▶ _What is being asked_
Exact copies of all entries are expected.

▶ _Input data_

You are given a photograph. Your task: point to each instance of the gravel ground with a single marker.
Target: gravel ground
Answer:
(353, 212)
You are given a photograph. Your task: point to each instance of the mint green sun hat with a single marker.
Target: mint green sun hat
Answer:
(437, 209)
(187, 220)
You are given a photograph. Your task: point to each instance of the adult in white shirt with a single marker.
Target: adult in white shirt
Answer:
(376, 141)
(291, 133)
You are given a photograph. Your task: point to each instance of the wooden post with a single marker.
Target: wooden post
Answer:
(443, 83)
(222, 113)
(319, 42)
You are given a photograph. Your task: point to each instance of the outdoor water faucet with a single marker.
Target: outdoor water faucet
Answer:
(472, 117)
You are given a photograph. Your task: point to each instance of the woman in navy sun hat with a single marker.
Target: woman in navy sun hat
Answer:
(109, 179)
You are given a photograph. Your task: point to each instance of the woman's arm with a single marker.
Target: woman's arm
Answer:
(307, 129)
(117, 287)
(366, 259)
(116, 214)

▶ _Exercise response_
You are given a photograph. Your task: point to each instance of the gravel ground with a single marker.
Target: gravel ground
Answer:
(353, 212)
You are given a photograph. Your task: point to each instance of the mint green sun hat with a single marker.
Target: mint green sun hat
Answer:
(437, 209)
(187, 220)
You are given a photograph. Your task: point to each instance of the adult in white shirt with a single marker.
Target: adult in white shirt
Answer:
(376, 141)
(291, 133)
You are given a photograph. Your task: point to each instance of the wooden post with a single marker.
Target: wooden post
Answer:
(443, 83)
(222, 113)
(319, 42)
You are given a photograph. Your task: point to each instance of the outdoor water faucet with a single marker.
Target: outdoor water faucet
Answer:
(472, 117)
You are given a photograph. Your task: point to each instance of the woman in navy sun hat with a single marker.
Target: woman in navy sun hat
Answer:
(109, 179)
You are given a photograph. Your task: point to each instance of the woman's arm with a single marker.
Target: woman's arm
Answer:
(307, 129)
(117, 287)
(366, 259)
(116, 214)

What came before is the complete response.